(Listed records)
——————————
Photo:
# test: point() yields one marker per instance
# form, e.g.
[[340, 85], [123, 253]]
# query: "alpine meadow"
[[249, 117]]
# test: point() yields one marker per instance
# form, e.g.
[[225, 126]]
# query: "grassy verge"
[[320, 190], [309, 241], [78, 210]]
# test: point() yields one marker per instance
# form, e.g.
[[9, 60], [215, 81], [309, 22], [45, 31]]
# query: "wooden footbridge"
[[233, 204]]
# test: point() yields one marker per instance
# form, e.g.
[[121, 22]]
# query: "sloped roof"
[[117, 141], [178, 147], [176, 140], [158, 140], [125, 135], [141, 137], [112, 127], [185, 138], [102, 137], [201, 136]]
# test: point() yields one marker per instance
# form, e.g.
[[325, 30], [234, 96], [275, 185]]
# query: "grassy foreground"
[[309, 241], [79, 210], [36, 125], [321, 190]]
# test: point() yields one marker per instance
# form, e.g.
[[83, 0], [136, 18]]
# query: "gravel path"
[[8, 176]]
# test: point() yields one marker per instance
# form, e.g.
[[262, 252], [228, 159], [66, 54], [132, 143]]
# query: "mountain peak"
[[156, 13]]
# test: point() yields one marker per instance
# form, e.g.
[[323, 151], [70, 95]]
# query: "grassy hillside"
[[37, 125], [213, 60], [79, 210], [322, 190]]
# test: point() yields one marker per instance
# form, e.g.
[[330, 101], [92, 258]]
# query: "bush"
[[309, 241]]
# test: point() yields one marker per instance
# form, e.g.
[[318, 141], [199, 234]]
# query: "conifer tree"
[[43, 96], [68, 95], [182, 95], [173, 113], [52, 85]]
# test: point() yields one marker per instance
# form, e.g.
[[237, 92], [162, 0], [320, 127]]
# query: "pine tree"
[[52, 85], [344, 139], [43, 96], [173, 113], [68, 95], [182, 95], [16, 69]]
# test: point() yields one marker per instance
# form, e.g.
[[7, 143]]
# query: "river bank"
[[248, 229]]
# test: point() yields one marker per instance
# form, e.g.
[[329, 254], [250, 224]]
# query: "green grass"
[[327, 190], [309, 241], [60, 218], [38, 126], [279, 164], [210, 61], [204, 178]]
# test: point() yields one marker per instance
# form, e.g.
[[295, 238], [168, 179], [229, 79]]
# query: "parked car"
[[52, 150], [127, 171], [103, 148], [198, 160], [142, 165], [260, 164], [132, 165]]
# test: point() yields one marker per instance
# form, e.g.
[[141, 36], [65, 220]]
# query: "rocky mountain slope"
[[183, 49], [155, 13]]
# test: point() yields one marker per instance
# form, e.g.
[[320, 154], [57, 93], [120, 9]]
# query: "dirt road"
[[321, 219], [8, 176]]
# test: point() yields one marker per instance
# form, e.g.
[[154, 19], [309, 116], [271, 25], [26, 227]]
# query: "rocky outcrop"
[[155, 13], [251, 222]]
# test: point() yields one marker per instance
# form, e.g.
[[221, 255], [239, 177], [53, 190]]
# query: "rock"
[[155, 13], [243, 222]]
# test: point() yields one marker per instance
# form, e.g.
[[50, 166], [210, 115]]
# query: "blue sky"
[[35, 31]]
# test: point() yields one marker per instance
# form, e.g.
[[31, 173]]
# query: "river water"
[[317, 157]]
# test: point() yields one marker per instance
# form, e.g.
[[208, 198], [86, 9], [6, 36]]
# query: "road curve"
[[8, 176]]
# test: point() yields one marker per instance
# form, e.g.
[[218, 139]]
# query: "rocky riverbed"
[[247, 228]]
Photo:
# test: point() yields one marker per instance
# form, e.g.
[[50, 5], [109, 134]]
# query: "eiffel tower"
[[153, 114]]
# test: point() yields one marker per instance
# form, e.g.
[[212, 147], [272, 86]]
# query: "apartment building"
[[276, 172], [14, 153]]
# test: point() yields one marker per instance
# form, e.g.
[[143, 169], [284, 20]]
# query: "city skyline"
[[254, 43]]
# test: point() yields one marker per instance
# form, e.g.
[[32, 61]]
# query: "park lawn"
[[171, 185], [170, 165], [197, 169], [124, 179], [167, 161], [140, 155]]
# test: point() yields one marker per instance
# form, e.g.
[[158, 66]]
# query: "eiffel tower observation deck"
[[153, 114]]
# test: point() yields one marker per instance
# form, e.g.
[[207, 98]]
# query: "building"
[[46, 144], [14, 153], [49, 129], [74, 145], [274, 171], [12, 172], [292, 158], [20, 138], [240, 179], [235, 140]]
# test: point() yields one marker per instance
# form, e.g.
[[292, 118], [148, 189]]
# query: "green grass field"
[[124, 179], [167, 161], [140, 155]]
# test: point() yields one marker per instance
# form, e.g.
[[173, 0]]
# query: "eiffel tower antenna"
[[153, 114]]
——————————
(Request)
Can you return the material unchanged, from its very first line through the line containing "137], [201, 136]]", including that line?

(Expected answer)
Photo:
# test: point() yields one marker per instance
# form, e.g.
[[340, 85], [123, 253]]
# query: "alpine meadow"
[[249, 117]]
# test: point() yields one marker per instance
# form, e.g.
[[225, 126]]
# query: "grassy verge"
[[320, 190], [309, 241], [78, 210]]
# test: point() yields one marker per instance
# form, e.g.
[[9, 60], [215, 81], [309, 22], [45, 31]]
# query: "wooden footbridge"
[[233, 204]]
# test: point() yields one marker per instance
# form, e.g.
[[121, 22]]
# query: "sloped roof"
[[117, 141], [178, 147], [176, 140], [158, 140], [125, 135], [141, 137], [112, 127], [185, 138], [102, 137], [201, 136]]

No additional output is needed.